» **Goal**
Could you write out every line of the material below, requests included, shifting each point by adding 137 to both of its coordinates? Leave the pictures out of your answer.

-- Information supplied start --

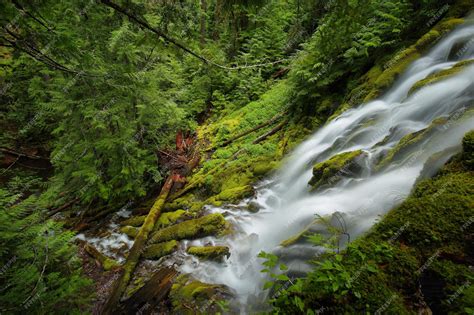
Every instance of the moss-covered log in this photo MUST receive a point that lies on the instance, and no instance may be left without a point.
(204, 226)
(156, 251)
(106, 262)
(137, 248)
(209, 252)
(190, 296)
(130, 231)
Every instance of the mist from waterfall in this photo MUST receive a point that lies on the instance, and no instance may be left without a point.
(286, 203)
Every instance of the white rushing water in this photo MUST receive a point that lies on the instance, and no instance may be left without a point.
(286, 204)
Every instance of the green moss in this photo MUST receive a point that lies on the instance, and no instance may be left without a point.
(130, 231)
(190, 296)
(195, 228)
(410, 141)
(159, 250)
(169, 218)
(334, 169)
(263, 168)
(425, 240)
(441, 75)
(384, 73)
(134, 221)
(235, 194)
(468, 150)
(209, 252)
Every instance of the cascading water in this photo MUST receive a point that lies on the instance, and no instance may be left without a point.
(286, 204)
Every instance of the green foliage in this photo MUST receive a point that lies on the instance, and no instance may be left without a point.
(40, 271)
(423, 238)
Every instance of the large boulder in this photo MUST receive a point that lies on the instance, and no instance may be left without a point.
(329, 172)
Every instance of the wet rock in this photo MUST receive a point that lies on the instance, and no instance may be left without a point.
(190, 296)
(253, 207)
(156, 251)
(210, 252)
(204, 226)
(347, 164)
(129, 230)
(153, 294)
(134, 221)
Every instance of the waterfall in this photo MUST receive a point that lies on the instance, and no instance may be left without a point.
(286, 203)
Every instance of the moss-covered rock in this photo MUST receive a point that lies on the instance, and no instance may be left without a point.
(134, 221)
(204, 226)
(468, 149)
(159, 250)
(190, 296)
(209, 252)
(418, 254)
(130, 231)
(441, 75)
(169, 218)
(410, 141)
(236, 193)
(332, 170)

-- Information supplied end --

» **Written response**
Every instance of the moss-covered log in this photo MUST receive a point that lies on the instance, and no instance may be left without a point.
(341, 363)
(293, 388)
(243, 399)
(274, 385)
(346, 389)
(327, 433)
(267, 368)
Every instance of the mist from waterfall in this photo MUST receive a point that lies on the instance, and no instance may be left without a point.
(423, 340)
Every instance of the white rushing water in this photo MUST receive a point that lies on the instance, and no instance may be left without a point.
(423, 341)
Every instance of the green moss in this photo MUST receive a point that lies on the instance, and no instance may be left without a point.
(267, 368)
(327, 433)
(332, 365)
(547, 278)
(296, 387)
(306, 355)
(471, 306)
(400, 305)
(562, 377)
(578, 212)
(521, 210)
(271, 358)
(372, 331)
(605, 287)
(346, 389)
Every instance of the cascading water in this photo MUST receive a point that lies on the instance, and no instance may be left without a point.
(423, 341)
Every instance of the green foliage in this photo MUST receive a point that lies on the instance, and no instance may be left without a point.
(177, 408)
(560, 375)
Every instance of the large boulder in this photo MUST receive a point that lies on the instance, and no instance may be left without a point.
(466, 309)
Every instance of the wet rock in this photo MUST receive a point that lies on the instance, and no instance may be left without a point.
(327, 433)
(390, 344)
(293, 388)
(347, 389)
(341, 363)
(484, 301)
(266, 367)
(290, 431)
(271, 358)
Every instance of the waterfall in this photo MUST receive a point that lies on the instance, and no instance may be left without a point.
(423, 340)
Every instance of the moss-covered rock in this photo MUST receive a point that lies on the instance, and no instance may be left without a point.
(271, 358)
(341, 363)
(605, 286)
(296, 387)
(327, 433)
(346, 389)
(555, 391)
(267, 368)
(578, 212)
(306, 355)
(547, 278)
(373, 330)
(469, 307)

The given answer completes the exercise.